--- /dev/null
+= Distributed Data Store implementation
+
+[NOTE]
+.This is evolving document
+
+This document is in no sense complete, it describes the intenteded implementation.
+It is subject to revisions as feedback is received and as the implementation evolves.
+
+== Overview
+The implementation builds on `sal-akka-raft` and adds business logic to
+create a strongly-consistent, replicated, `DataTree`. It does this by introducing
+a finite state machine to interact with local and remote clients and replicates
+this using RAFT. The FSM is built around an internal `InMemoryDataTree` instance,
+which holds the actual data being replicated and takes care of performing
+individual operations (bundled in transactions) on the data.
+
+It exposes an MD-SAL `DOMDataBroker` interface, which individual applications use,
+directly, or via the Binding Adaptor, to perform operations.
+
+The implementation is split into two major blocks:
+
+Backend::
+ The actual implementation of the replicated data tree. It is pivoted
+ around Shard, a subclass of `RaftActor`, and provides a set of messages for the
+ *Frontend* to submit work to the Leader, which is then replicated to Followers.
+
+Frontend::
+ The MD-SAL layer, which is co-located with the application accessing
+ data stored in the data store. It is responsible for implementing MD-SAL
+ `DOMDataBroker` and related interfaces and translate them to messages, which drive
+ the Backend. It is also responsible with dealing with common failures occuring
+ in communication with the Backend, such as messages getting lost and Shard
+ Leader moving in the system, to the extent reasonably possible. In current
+ implementation this maps to a ConcurrentDataBroker instance.
+
+Both Backend and Frontend share a common Actor System on the local node. Nodes are
+connected together using Akka Clustering. There can be at most one Frontend instance
+running in an Actor System. For each individual shard, there can be at most one
+instance running in an Actor System.
+
+== Concepts
+
+Shard Name::
+ The logical name of a part of the Conceptual Data Tree. It is
+ associated with a Shard instance. Each member can run at most one such instance
+ for a particular name. For current implementation it is a String, but that can
+ change to a more structured identifier (such as YangInstanceIdentifier) in future.
+
+Transaction::
+ A set of operations on the data tree which are treated as an
+ atomic unit. All operations in a transaction share fate, e.g. either abort or
+ complete successfully.

__Provided information__
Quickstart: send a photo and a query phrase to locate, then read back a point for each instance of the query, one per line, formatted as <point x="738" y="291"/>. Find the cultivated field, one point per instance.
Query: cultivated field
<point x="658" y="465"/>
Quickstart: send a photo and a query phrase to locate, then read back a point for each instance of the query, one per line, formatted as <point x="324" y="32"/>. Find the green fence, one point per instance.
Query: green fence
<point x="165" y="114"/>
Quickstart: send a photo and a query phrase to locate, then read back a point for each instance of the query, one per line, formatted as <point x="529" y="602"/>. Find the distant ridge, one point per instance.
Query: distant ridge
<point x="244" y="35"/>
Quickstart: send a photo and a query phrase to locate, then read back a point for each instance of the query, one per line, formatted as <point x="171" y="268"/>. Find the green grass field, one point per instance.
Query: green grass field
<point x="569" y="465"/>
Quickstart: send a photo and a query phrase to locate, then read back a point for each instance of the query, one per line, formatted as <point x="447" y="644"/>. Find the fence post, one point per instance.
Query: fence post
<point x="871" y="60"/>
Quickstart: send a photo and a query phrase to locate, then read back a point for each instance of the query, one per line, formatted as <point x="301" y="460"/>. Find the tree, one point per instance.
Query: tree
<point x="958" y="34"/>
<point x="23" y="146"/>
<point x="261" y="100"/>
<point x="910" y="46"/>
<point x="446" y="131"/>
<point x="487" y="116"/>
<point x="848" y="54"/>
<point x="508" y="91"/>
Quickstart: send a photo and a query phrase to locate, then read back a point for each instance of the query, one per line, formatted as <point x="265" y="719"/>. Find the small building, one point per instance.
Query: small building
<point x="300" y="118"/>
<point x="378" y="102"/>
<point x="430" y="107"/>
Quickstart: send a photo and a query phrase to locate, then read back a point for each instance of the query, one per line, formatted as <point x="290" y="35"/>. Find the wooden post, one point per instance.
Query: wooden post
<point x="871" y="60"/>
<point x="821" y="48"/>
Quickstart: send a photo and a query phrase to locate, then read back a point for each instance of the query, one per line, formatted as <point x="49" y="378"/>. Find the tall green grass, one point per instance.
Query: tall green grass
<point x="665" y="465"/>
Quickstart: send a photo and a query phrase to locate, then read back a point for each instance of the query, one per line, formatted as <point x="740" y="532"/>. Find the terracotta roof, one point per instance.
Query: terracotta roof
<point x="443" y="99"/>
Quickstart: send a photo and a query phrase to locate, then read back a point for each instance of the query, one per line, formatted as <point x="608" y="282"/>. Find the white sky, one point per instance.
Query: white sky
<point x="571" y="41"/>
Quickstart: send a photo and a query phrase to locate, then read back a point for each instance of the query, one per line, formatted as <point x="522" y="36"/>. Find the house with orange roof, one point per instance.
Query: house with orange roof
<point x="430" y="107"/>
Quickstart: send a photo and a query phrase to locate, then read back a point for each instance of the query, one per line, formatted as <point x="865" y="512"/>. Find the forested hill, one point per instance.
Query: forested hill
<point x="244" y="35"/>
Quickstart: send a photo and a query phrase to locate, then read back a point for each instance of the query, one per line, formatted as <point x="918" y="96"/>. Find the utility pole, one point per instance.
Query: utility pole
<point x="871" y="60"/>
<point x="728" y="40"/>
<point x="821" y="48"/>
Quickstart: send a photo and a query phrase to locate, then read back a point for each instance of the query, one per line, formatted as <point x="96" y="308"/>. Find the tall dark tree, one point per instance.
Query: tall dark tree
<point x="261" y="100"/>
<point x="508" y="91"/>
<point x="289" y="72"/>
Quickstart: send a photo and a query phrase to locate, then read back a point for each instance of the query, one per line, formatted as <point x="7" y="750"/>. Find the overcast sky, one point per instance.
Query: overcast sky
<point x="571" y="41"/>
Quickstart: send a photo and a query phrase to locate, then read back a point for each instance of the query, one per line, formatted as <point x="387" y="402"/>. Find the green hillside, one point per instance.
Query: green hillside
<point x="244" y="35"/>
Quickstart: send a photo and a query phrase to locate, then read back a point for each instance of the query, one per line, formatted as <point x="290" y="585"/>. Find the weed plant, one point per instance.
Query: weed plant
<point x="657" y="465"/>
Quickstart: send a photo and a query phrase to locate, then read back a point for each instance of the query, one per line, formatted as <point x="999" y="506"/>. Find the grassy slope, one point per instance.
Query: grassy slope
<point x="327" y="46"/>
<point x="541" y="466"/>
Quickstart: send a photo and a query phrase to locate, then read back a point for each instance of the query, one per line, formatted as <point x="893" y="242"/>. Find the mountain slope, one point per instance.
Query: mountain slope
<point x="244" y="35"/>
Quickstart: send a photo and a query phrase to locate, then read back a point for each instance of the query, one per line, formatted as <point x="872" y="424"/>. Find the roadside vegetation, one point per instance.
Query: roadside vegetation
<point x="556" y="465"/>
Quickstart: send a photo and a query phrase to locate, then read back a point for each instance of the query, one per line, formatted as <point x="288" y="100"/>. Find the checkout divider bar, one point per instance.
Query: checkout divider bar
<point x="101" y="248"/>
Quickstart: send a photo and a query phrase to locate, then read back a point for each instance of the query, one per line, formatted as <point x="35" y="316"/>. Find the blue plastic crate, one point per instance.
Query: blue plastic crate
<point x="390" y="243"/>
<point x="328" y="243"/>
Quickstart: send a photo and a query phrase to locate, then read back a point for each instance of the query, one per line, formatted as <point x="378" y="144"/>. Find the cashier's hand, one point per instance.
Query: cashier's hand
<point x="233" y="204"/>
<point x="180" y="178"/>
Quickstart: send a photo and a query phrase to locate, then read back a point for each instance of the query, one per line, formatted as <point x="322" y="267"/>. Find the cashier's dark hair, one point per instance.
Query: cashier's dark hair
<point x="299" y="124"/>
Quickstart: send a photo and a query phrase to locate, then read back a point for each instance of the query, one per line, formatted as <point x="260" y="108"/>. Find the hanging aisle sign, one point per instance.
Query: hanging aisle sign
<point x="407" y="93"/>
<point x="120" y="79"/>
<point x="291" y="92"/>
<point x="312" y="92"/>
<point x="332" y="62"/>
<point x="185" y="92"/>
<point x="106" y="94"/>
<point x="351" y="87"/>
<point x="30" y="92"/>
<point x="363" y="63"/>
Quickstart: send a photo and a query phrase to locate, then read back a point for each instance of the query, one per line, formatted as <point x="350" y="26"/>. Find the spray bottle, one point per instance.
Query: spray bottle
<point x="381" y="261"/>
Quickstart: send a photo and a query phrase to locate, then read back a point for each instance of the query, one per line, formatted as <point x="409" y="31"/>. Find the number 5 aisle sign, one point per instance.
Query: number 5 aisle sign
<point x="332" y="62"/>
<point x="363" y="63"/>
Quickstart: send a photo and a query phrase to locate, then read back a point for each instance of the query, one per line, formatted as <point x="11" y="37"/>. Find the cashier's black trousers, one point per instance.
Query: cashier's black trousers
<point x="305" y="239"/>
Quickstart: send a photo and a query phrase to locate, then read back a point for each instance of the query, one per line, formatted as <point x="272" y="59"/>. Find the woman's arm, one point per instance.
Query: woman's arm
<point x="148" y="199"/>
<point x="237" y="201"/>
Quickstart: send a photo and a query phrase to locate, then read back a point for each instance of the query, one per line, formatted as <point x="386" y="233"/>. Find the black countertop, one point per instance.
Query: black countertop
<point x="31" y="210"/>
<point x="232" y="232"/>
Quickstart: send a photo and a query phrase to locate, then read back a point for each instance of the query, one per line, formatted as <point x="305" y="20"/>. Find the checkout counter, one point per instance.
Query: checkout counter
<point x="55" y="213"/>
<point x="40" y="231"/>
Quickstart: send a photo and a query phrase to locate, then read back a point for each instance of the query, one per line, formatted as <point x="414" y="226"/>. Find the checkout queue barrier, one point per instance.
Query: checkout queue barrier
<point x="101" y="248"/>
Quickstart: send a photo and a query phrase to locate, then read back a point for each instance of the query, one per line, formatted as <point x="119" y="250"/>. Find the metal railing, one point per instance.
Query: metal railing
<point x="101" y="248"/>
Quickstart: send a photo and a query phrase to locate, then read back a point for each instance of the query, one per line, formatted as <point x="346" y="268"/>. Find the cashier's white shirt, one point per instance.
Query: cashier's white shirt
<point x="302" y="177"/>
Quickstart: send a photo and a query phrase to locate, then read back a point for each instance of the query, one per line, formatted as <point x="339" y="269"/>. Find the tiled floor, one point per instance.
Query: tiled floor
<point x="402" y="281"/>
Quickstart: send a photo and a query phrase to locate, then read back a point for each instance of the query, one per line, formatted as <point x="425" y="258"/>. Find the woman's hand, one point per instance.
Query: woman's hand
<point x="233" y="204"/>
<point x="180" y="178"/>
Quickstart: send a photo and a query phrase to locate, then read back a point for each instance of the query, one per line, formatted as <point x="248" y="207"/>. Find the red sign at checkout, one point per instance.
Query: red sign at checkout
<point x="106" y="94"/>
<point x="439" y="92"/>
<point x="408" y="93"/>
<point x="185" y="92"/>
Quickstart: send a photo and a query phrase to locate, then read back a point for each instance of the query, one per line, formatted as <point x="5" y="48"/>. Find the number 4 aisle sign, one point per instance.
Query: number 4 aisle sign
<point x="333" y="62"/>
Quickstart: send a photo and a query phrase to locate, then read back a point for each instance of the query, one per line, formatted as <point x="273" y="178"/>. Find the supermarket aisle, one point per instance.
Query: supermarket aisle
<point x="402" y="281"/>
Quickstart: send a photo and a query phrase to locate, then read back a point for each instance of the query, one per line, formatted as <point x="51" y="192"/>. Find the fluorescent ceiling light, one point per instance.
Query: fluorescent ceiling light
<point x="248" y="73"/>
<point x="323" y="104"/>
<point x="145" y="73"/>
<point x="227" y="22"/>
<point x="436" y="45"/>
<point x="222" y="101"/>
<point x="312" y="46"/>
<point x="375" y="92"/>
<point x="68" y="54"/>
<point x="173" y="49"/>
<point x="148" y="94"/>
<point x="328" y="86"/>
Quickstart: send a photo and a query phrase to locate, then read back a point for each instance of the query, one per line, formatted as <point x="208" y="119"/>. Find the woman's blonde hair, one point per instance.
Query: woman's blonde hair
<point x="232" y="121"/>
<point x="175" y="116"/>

__Objectives__
1. According to the data store document, how are nodes connected together?
2. Return the passage of the data store document starting with "--- /dev/null" and going on through "the intenteded implementation.", copied word for word.

__Problem solutions__
1. Nodes are connected together using Akka Clustering.

2.
--- /dev/null
+= Distributed Data Store implementation
+
+[NOTE]
+.This is evolving document
+
+This document is in no sense complete, it describes the intenteded implementation.